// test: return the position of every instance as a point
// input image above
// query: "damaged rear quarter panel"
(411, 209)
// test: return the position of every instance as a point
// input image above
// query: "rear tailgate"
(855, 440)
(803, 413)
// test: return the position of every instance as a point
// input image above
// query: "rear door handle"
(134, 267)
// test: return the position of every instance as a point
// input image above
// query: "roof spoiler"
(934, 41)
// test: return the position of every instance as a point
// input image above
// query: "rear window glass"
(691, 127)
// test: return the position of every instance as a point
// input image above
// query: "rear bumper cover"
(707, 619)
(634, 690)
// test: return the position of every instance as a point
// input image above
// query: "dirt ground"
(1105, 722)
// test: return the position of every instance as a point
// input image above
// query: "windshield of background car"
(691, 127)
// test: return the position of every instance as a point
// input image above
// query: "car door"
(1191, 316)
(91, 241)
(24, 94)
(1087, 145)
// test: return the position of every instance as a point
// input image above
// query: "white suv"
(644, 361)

*Action item:*
Reproduce, word for word, all of the entries above.

*Solution for this exercise:*
// test: return the position of every instance as a point
// input image above
// query: "damaged rear quarter panel"
(411, 209)
// test: return the position of every instance as a point
// input image above
// query: "rear tailgate"
(855, 440)
(803, 413)
// test: return the position of every instance as a point
// input image above
// query: "rear door handle"
(134, 267)
// test: return the position of every instance as a point
// input image above
// query: "roof spoiler"
(934, 41)
// test: return the position of every instance as a point
// input image above
// query: "rear window glass"
(691, 127)
// test: return the position of every instance as a point
// input image above
// query: "rear bumper cover"
(707, 619)
(634, 690)
// test: return the position of every instance as a point
// input image above
// query: "dirt ground"
(1105, 722)
// test: return the position of every instance as a point
// input image above
// query: "windshield of background car"
(691, 127)
// test: return the position of every instance as a point
// input image above
// query: "car door"
(1191, 316)
(91, 241)
(24, 94)
(1087, 145)
// test: return the position of every instance as a point
// input image above
// query: "white suv"
(644, 361)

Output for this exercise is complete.